# AIM OF THE EXERCISE
Write out each of the lines below word for word, leaving out the pictures.

========

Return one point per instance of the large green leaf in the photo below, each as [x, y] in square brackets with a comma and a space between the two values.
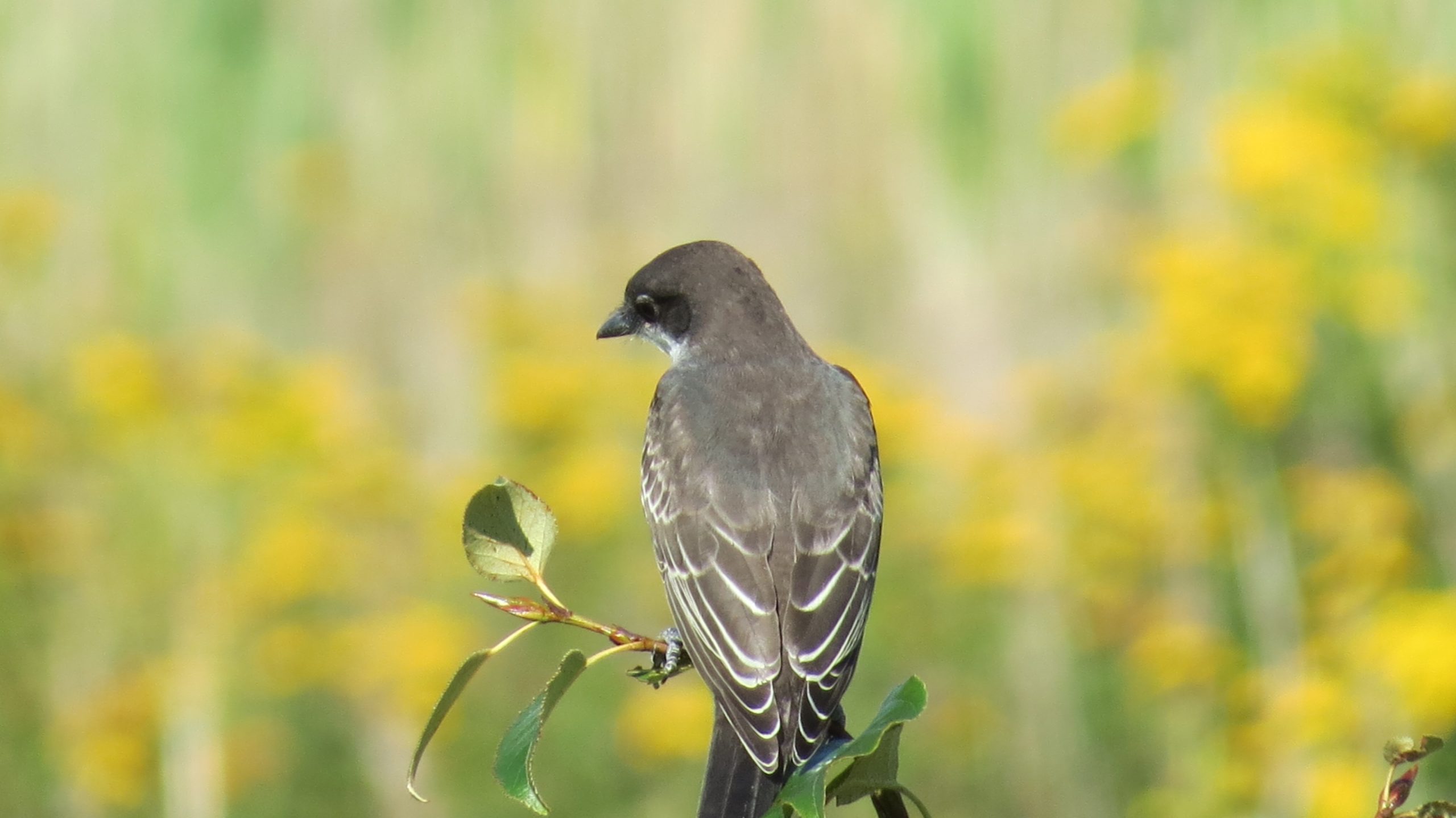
[513, 757]
[874, 753]
[448, 700]
[508, 532]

========

# RESPONSE TO THIS EXERCISE
Return one point per instance of the large green leaf in the photo below, each as [x, y] in square brackets with a comma and a space between the two values.
[513, 757]
[874, 753]
[448, 700]
[508, 532]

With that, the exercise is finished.